Required work - The data below is to be repeated in full, exactly as given.

Data under study -
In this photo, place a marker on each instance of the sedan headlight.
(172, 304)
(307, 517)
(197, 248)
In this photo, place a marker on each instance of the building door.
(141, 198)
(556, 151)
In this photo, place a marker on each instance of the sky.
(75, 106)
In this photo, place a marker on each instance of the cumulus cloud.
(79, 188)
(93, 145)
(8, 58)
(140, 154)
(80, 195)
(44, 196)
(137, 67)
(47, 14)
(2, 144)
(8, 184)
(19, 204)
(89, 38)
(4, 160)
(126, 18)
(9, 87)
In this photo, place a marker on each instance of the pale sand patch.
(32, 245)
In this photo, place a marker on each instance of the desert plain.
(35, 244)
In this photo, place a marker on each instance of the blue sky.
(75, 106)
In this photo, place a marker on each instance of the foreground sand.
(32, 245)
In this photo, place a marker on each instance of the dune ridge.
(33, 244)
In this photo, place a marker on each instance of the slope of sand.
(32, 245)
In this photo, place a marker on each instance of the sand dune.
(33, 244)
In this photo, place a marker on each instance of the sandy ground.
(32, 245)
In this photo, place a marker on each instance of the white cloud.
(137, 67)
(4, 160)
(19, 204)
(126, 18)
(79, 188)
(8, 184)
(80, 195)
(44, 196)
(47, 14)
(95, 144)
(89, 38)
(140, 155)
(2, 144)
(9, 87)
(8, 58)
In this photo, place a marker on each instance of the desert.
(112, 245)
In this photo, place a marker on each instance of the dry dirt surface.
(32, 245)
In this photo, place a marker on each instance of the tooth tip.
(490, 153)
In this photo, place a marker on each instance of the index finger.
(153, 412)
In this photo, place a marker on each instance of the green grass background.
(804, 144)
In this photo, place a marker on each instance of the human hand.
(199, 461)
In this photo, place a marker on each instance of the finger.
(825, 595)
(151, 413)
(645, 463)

Output below -
In this photo, place a marker on each instance of the sedan headlight.
(172, 304)
(307, 517)
(197, 248)
In this photo, place a marker on each instance of the building door.
(141, 198)
(556, 151)
In this photo, place a marker on each instance of the sky.
(75, 106)
In this photo, place a marker on each instance of the cumulus cloud.
(79, 188)
(93, 145)
(8, 58)
(140, 154)
(80, 195)
(44, 196)
(137, 67)
(47, 14)
(2, 144)
(8, 184)
(19, 204)
(89, 38)
(4, 160)
(126, 18)
(9, 87)
In this photo, place a marker on each instance of the pale sand patch.
(32, 245)
In this photo, place a marker on each instance of the desert plain.
(35, 244)
In this photo, place a marker on each instance of the blue sky.
(75, 106)
In this photo, place a marker on each instance of the foreground sand.
(32, 245)
In this photo, place a marker on each instance of the dune ridge.
(33, 244)
In this photo, place a marker on each instance of the slope of sand.
(32, 245)
In this photo, place a marker on each instance of the sand dune.
(33, 244)
In this photo, place a marker on each instance of the sandy ground.
(32, 245)
In this photo, place a marker on each instance of the white cloud.
(137, 67)
(4, 160)
(19, 204)
(126, 18)
(79, 188)
(8, 184)
(80, 195)
(44, 196)
(47, 14)
(95, 144)
(89, 38)
(140, 155)
(2, 144)
(9, 87)
(8, 58)
In this photo, place a marker on each instance of the desert.
(112, 245)
In this photo, place a marker on each instance of the dry dirt surface.
(32, 245)
In this photo, place a marker on each instance of the tooth tip.
(490, 153)
In this photo, place a marker on each instance of the index finger.
(153, 412)
In this photo, place a marker on each instance of the green grass background.
(804, 144)
In this photo, place a marker on each instance of the human hand.
(199, 461)
In this photo, place a marker on each instance of the finger.
(825, 595)
(151, 413)
(645, 463)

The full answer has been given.